[RECORDS SHOWN Boundary: Start]

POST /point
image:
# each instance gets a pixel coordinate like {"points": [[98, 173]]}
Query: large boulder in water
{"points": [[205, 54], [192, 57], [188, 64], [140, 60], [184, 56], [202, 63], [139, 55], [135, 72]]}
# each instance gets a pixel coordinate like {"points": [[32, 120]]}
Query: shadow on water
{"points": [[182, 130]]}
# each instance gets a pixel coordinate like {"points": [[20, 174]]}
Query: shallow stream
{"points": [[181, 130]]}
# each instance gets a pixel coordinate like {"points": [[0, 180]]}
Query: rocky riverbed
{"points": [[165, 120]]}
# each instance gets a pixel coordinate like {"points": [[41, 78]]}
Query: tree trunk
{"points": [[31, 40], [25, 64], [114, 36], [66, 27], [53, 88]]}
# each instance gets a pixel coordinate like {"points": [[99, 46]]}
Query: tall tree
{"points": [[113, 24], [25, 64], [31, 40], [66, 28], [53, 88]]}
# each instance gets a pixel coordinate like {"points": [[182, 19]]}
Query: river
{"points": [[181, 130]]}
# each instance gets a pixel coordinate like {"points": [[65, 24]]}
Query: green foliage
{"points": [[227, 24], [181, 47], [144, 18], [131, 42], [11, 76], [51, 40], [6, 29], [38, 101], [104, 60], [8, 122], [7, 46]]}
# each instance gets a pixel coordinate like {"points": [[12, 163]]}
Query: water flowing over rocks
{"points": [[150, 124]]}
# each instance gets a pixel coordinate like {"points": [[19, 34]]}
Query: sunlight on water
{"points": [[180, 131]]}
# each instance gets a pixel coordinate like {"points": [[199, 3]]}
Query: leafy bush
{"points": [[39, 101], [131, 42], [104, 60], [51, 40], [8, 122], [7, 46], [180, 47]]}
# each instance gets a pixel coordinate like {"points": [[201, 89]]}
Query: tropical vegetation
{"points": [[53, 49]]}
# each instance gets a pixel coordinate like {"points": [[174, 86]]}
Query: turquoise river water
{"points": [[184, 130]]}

[RECORDS SHOWN Boundary: End]

*WORK ITEM*
Every entry in the data should be returned exactly.

*ANSWER FOR THIS EXERCISE*
POST /point
image:
# each instance gets a pixel coordinate like {"points": [[98, 173]]}
Query: large boulder in water
{"points": [[205, 54], [192, 57], [188, 64], [140, 60], [184, 56], [202, 63], [139, 55], [135, 72]]}
# each instance gets a pixel coordinate like {"points": [[32, 120]]}
Query: shadow on water
{"points": [[182, 130]]}
# each instance gets a pixel coordinate like {"points": [[20, 174]]}
Query: shallow stream
{"points": [[181, 130]]}
# each instance gets a pixel coordinate like {"points": [[0, 180]]}
Query: rocky riverbed
{"points": [[165, 120]]}
# each instance gets a pixel coordinate like {"points": [[41, 78]]}
Query: tree trunk
{"points": [[31, 40], [25, 64], [114, 36], [66, 27], [53, 88]]}
# each instance gets a pixel coordinate like {"points": [[99, 46]]}
Query: tall tree
{"points": [[113, 24], [25, 64], [31, 40], [66, 28], [53, 88]]}
# each instance gets a pixel coordinate like {"points": [[182, 19]]}
Query: river
{"points": [[181, 130]]}
# each instance gets a pixel coordinate like {"points": [[65, 24]]}
Query: green foliage
{"points": [[227, 24], [181, 47], [144, 18], [131, 42], [11, 76], [51, 40], [6, 29], [38, 101], [104, 60], [8, 122], [7, 46]]}
# each instance gets a pixel coordinate like {"points": [[12, 163]]}
Query: water flowing over rocks
{"points": [[150, 124]]}
# each instance gets a pixel coordinate like {"points": [[19, 34]]}
Query: sunlight on water
{"points": [[180, 131]]}
# each instance gets a pixel coordinate like {"points": [[199, 3]]}
Query: leafy bush
{"points": [[39, 101], [131, 42], [104, 60], [51, 40], [8, 122], [7, 46], [180, 47]]}
# each instance gets a pixel coordinate like {"points": [[201, 89]]}
Query: tropical vegetation
{"points": [[53, 49]]}
# each instance gets a pixel coordinate like {"points": [[174, 86]]}
Query: turquoise river water
{"points": [[184, 130]]}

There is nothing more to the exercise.